- **Aim 1**: In the lecture notes below, rewrite the paragraph beginning "If we have a representative sample" more briefly, keeping its main facts.

── Document text

Parameters of probability distributions and the binomial distribution

03/03/2021

Instructions:

Use the left and right arrow keys to navigate the presentation forward and backward respectively. You can also use the arrows at the bottom right of the screen to navigate with a mouse.

FAIR USE ACT DISCLAIMER:
This site is for educational purposes only. This website may contain copyrighted material, the use of which has not been specifically authorized by the copyright holders. The material is made available on this website as a way to advance teaching, and copyright-protected materials are used to the extent necessary to make this class function in a distance learning environment. The Fair Use Copyright Disclaimer is under section 107 of the Copyright Act of 1976, allowance is made for “fair use” for purposes such as criticism, comment, news reporting, teaching, scholarship, education and research.

Outline

The following topics will be covered in this lecture:
- Review of mean, standard deviation and variance of probability distribution
- Binomial distribution
- Parameters of the binomial distribution

Motivation

Our goal in this course is to use statistics from a small, representative sample to say something general about the larger, unobservable population or phenomena.

Recall, the measures of the population are what we referred to as parameters.
Parameters are generally unknown and unknowable.

If we have a representative sample we can compute the sample mean.
The sample mean will almost surely not equal population mean, due to the natural variation (sampling error) that occurs in any given sample.

Random variables and probability distributions give us the model for estimating population parameters.
Generally, we will have to be satisfied with estimates of the parameters that are uncertain, but also include measures of “how uncertain”.

Characteristics of data

Diagram of the percent of outcomes contained within each standard deviation of the mean
for a standard normal distribution.

Courtesy of M. W. Toews CC via Wikimedia Commons.

In statistics, we try to characterize data and populations by a number of the features that they exhibits.
For a single variable, the most common measures are:

Center: A representative value that indicates where the middle of the data set is located.
Spread: A measure of the amount that the data values vary around the center.

We saw last time how the mean and standard deviation are related quantities describing these features of sample data or a population.
The above figure represents the theoretic description of a normal population.
In particular:

\( \approx 68\% \) of the population lies within one standard deviation of the mean, \( [\mu - \sigma, \mu+\sigma] \);
\( \approx 95\% \) of the population lies within two standard deviations of the mean, \( [\mu - 2 \sigma , \mu + 2 \sigma] \)
\( \approx 99.7% \) of the population lies within three standard deviations of the mean, \( [\mu - 3 \sigma, \mu + 3 \sigma] \).

This is known as the empirical rule, which holds for all normal populations.
Sample data will tend to follow this, but not exactly, if the measurements come from a normal population.

Chebyshev's Theorem

A very similar rule is known as Chebyshev’s theorem:
The proportion (or fraction) of any set of data lying within \( K \) standard deviations of of the mean is always at least \( 1-\frac{1}{K^2} \) where \( K>1 \).
Q: suppose \( K=2 \), what does this statement tell us?

For \( K=2 \), we say at least \[ 1 - \frac{1}{2^2} = 1 - \frac{1}{4} = \frac{3}{4} \] of data lies within \( K=2 \) standard deviations of the mean.

────

- **Aim 2**: Report every line of the rows below that contains the word "white".

── Dataset records

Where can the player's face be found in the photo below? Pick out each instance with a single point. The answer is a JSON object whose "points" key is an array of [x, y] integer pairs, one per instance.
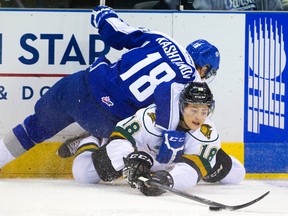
{"points": [[195, 115]]}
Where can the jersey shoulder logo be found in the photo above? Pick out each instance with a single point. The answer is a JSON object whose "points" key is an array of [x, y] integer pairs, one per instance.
{"points": [[152, 116], [206, 130]]}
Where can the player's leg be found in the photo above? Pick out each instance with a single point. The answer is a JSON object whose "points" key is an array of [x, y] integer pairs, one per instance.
{"points": [[83, 169], [106, 163], [49, 118], [236, 173], [227, 170]]}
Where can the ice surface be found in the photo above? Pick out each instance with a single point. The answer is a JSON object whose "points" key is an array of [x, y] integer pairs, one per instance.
{"points": [[46, 197]]}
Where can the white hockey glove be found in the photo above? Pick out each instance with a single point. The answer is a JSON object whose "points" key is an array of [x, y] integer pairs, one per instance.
{"points": [[171, 147], [137, 164], [101, 13], [162, 177]]}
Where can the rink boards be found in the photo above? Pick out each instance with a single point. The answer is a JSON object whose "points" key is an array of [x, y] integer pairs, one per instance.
{"points": [[250, 89]]}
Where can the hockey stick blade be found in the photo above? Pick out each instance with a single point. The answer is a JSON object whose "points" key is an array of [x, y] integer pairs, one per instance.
{"points": [[201, 199]]}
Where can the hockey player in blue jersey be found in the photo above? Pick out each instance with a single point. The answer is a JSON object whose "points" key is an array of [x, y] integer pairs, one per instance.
{"points": [[137, 149], [103, 94]]}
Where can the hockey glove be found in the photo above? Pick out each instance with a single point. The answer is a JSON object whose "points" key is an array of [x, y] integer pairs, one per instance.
{"points": [[137, 164], [171, 147], [101, 13], [162, 177]]}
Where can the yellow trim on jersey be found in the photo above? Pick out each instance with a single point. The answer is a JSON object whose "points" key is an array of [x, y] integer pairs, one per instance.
{"points": [[198, 162], [86, 147], [117, 134]]}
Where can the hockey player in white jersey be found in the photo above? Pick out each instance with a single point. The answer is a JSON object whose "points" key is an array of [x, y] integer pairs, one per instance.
{"points": [[180, 159], [107, 92]]}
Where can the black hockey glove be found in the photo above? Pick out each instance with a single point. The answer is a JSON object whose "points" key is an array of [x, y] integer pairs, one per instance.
{"points": [[162, 177], [137, 164]]}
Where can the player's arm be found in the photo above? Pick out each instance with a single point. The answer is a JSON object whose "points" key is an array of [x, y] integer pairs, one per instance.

────

- **Written reply 1**: A representative sample lets us compute the sample mean, which will almost surely differ from the population mean because of sampling error, the natural variation in any sample.

- **Written reply 2**:
Where can the white hockey glove be found in the photo above? Pick out each instance with a single point. The answer is a JSON object whose "points" key is an array of [x, y] integer pairs, one per instance.
Where can the hockey player in white jersey be found in the photo above? Pick out each instance with a single point. The answer is a JSON object whose "points" key is an array of [x, y] integer pairs, one per instance.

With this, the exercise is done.